The ACC Coastal is the most unpredictable division in college football, so it should come as no surprise that Pitt emerged late in the season to win it. Pitt is now the sixth different team over the past six years to represent the Coastal in the ACC championship game. The task, of course, is not an easy one: No. 2 Clemson awaits in Charlotte, North Carolina. But there is a little bit of history between the two schools, history Dabo Swinney probably wants to forget. In 2016, Pitt went on the road as 21-point underdogs and beat Clemson 43-42 in Death Valley.

Unlike in Pitt's case, Northwestern's division was considered anything but wide open to begin the year. Wisconsin, the West Division's heavyweight, had played in five of the previous seven Big Ten title games. Despite winning their last seven league games in 2017, the Wildcats were picked to finish anywhere between second and sixth in their division heading into the season. No one would have predicted that Pat Fitzgerald & Co. would have locked up a trip to Indianapolis two weeks before the end of the regular season. Fitzgerald decided to keep some of his starters on the sideline in their season finale and said he has used some extra time to do advance planning for possible championship game opponents. Northwestern could use the leg up against Ohio State. The Buckeyes have won 30 of the past 31 meetings between the two schools dating back to 1972.
§
> _Goal of the exercise_:
In the college football passage, by what score did Pitt beat Clemson in 2016?

> _Extracted information_:
§
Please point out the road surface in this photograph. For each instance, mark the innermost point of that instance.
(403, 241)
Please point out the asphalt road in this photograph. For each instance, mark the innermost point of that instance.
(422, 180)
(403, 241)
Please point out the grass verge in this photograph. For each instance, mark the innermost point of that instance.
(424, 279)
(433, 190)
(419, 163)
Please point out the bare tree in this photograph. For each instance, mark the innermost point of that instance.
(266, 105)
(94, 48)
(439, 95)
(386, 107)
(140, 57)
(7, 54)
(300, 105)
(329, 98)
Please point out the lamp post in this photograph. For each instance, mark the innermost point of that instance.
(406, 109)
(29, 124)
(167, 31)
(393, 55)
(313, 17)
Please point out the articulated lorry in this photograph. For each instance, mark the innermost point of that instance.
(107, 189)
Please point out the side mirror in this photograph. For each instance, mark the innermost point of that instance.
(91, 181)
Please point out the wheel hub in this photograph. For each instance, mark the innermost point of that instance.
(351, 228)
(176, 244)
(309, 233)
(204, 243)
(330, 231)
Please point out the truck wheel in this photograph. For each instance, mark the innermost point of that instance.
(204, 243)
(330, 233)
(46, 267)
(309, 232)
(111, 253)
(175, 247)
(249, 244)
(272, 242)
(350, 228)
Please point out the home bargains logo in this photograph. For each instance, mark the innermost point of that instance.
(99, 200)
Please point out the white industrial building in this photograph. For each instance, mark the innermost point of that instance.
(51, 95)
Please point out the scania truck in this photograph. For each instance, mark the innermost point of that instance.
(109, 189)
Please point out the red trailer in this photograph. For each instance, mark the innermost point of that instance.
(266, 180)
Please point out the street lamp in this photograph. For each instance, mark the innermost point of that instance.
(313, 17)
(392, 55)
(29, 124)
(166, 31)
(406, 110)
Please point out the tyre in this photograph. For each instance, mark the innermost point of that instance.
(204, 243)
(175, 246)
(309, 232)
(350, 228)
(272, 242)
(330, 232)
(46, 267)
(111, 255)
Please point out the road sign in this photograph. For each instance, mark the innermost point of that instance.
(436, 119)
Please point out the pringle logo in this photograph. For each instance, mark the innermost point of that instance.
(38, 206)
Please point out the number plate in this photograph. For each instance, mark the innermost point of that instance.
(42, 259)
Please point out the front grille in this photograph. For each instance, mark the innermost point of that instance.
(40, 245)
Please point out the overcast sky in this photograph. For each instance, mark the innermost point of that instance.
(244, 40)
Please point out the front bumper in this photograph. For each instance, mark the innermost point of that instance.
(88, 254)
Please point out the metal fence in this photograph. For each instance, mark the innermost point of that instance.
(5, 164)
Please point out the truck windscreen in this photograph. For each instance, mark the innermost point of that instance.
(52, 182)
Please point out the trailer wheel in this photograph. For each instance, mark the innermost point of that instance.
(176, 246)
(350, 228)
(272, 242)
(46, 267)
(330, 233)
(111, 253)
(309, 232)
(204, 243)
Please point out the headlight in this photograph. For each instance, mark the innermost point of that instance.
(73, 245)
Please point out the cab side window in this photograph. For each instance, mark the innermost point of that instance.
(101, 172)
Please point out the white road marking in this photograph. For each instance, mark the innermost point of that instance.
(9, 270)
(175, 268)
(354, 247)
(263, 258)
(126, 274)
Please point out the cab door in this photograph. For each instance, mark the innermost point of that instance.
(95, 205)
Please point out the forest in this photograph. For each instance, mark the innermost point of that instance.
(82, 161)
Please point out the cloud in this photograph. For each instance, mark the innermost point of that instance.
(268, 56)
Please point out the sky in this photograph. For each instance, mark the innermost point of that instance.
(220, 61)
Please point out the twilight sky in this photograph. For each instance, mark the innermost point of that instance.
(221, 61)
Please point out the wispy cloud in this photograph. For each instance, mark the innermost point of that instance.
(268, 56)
§
> _Exercise result_:
43-42